Problem to work on -> Every line in the entries that holds "marble" should be identified and copied.

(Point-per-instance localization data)
━━━━━━━━━━━━━━━━━━━━
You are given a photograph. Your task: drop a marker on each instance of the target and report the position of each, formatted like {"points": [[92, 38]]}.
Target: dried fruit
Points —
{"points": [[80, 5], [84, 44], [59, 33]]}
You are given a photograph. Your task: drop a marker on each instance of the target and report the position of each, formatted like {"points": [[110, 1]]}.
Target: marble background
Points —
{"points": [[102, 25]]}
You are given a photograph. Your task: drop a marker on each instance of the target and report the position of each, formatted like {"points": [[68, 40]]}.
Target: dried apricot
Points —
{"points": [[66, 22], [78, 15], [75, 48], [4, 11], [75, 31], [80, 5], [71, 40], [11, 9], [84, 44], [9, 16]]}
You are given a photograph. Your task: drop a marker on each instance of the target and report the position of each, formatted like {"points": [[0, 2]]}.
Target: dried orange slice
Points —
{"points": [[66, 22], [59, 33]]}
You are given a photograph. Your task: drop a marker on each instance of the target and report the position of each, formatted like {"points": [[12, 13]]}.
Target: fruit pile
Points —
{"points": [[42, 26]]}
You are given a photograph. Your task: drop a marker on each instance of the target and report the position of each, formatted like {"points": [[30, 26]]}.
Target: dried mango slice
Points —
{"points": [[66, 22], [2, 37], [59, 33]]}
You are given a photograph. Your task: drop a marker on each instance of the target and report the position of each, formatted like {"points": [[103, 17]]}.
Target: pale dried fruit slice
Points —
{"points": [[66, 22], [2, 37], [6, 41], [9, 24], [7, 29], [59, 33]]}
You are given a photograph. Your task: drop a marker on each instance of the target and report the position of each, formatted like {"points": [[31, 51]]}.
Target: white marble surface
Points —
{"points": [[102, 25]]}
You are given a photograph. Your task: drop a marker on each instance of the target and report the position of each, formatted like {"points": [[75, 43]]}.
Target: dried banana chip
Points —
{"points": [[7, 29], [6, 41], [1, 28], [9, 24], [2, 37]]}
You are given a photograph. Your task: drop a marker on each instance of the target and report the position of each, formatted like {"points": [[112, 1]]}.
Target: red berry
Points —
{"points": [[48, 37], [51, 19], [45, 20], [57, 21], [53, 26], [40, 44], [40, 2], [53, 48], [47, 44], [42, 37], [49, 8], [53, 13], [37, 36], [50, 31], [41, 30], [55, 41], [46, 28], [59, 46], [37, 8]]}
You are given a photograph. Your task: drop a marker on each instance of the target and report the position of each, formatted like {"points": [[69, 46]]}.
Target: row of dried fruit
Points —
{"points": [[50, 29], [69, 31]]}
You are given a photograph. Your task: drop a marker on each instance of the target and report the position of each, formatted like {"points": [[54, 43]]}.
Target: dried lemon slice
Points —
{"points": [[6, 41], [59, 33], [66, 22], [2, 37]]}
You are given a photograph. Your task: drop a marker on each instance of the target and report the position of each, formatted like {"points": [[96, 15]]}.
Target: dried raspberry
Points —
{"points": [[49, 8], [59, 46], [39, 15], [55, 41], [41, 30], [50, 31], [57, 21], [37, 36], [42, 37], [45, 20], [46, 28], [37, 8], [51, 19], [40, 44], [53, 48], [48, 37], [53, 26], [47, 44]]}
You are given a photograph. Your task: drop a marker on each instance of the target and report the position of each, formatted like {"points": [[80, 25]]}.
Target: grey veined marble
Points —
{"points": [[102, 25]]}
━━━━━━━━━━━━━━━━━━━━
Result for this exercise ->
Target: marble background
Target: white marble surface
Target: grey veined marble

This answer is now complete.